** START **

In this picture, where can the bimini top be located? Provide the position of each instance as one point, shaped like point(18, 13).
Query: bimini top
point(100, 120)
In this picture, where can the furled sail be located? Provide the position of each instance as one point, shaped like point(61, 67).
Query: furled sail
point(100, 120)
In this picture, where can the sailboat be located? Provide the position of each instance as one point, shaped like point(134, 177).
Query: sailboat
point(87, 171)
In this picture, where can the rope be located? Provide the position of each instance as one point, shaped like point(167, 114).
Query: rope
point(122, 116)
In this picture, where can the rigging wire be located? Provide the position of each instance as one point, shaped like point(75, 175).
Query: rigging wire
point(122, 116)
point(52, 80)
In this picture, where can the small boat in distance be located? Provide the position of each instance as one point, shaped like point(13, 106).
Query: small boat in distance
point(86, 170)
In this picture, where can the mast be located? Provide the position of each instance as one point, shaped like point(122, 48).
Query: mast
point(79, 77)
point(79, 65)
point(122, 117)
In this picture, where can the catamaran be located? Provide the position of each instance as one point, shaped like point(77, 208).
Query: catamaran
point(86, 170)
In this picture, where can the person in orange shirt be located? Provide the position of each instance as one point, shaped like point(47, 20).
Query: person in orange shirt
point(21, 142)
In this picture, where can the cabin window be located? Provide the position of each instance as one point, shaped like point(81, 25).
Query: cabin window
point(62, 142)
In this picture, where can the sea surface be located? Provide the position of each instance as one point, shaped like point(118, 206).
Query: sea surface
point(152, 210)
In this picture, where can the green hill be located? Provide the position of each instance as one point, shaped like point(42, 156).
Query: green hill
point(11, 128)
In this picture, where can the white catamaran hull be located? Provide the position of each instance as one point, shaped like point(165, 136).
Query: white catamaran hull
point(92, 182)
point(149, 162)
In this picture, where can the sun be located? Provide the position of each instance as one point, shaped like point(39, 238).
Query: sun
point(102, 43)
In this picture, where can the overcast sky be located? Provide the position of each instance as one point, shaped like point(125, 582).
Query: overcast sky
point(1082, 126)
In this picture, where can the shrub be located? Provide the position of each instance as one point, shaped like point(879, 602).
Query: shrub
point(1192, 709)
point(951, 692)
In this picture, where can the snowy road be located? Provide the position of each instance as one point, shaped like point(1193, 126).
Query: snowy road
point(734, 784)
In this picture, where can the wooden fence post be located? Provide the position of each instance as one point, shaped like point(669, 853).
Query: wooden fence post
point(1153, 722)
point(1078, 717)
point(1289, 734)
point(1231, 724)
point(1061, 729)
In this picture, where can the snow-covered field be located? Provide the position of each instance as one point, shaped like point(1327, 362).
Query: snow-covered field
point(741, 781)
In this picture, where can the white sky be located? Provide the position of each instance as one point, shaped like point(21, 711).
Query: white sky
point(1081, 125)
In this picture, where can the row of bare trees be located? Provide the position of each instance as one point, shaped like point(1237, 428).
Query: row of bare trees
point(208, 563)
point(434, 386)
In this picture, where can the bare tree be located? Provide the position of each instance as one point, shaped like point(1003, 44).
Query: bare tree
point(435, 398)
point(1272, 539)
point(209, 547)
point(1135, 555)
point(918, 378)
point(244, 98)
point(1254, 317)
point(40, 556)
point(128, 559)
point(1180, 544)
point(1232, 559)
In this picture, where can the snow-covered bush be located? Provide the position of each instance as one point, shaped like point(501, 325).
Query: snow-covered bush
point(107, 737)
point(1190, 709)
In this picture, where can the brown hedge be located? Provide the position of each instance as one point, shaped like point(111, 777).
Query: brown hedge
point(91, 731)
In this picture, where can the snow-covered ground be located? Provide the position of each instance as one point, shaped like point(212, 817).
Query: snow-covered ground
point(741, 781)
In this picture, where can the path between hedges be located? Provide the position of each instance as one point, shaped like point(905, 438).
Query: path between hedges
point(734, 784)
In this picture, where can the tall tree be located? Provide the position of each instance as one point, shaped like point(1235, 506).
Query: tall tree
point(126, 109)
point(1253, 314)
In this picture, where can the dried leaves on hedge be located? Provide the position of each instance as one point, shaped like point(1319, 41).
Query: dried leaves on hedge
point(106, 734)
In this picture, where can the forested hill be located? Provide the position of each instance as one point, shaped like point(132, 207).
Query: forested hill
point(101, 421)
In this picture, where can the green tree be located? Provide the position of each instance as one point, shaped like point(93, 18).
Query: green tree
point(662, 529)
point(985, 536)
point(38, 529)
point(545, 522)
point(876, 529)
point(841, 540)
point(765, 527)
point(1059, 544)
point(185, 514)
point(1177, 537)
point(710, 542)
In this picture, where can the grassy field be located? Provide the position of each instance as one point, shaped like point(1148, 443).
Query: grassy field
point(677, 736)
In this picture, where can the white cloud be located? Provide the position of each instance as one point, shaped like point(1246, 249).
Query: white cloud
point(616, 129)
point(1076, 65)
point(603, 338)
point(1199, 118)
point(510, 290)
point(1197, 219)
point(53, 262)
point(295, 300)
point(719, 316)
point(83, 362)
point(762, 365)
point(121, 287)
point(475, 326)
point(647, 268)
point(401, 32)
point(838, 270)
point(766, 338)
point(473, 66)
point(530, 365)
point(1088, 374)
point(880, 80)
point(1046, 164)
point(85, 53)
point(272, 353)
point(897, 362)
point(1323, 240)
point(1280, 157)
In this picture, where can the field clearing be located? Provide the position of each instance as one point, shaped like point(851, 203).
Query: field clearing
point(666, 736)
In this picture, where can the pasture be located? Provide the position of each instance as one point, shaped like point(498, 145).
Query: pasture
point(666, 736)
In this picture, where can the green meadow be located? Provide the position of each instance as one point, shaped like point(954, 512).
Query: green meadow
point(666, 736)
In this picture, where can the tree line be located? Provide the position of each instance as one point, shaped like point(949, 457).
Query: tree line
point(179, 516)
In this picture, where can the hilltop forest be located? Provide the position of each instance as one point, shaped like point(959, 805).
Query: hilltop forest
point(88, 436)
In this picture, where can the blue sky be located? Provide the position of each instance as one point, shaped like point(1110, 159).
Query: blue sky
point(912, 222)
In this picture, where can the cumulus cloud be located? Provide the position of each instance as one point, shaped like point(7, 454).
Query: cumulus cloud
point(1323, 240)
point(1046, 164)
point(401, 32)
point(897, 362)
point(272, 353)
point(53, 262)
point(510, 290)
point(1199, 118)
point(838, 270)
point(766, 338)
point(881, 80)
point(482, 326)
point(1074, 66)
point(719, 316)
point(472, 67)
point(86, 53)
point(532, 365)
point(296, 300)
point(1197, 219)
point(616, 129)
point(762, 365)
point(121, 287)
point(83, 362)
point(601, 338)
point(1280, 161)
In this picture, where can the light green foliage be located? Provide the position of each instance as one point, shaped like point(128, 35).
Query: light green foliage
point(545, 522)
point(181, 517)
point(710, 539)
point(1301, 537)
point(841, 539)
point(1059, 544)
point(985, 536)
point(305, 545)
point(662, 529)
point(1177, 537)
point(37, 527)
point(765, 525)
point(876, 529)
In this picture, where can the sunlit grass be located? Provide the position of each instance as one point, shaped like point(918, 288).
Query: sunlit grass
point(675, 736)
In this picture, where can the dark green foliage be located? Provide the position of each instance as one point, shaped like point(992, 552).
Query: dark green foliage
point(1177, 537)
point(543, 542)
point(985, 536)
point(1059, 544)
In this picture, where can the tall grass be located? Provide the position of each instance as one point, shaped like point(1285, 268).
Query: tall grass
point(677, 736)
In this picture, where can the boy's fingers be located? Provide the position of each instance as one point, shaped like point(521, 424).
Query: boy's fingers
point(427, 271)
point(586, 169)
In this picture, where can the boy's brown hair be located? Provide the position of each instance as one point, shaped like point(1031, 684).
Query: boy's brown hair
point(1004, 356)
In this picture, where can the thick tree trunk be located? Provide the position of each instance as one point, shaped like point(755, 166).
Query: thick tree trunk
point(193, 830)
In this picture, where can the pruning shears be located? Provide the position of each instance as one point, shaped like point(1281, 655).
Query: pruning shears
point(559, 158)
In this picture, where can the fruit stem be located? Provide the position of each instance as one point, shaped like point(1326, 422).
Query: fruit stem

** END **

▸ DIRECTIONS FOR THIS TASK: Can you output the lines of the records as a JSON list of strings, one string per line with blank lines omitted, starting with the line that contains "In this picture, where can the white catamaran" and going on through the line that contains "point(1061, 729)", both of those lines included?

▸ FINAL ANSWER:
[
  "In this picture, where can the white catamaran hull be located? Provide the position of each instance as one point, shaped like point(165, 136).",
  "Query: white catamaran hull",
  "point(92, 182)",
  "point(149, 162)",
  "In this picture, where can the sun be located? Provide the position of each instance as one point, shaped like point(39, 238).",
  "Query: sun",
  "point(102, 43)",
  "In this picture, where can the overcast sky be located? Provide the position of each instance as one point, shaped like point(125, 582).",
  "Query: overcast sky",
  "point(1082, 126)",
  "In this picture, where can the shrub be located? Provide the position of each instance as one point, shaped like point(879, 602).",
  "Query: shrub",
  "point(1192, 709)",
  "point(951, 692)",
  "In this picture, where can the snowy road be located? Provide the position of each instance as one point, shaped like point(1193, 126).",
  "Query: snowy road",
  "point(734, 784)",
  "In this picture, where can the wooden fence post be located? Provide the position of each instance as one point, shaped like point(669, 853).",
  "Query: wooden fence post",
  "point(1153, 722)",
  "point(1078, 717)",
  "point(1289, 734)",
  "point(1231, 724)",
  "point(1061, 729)"
]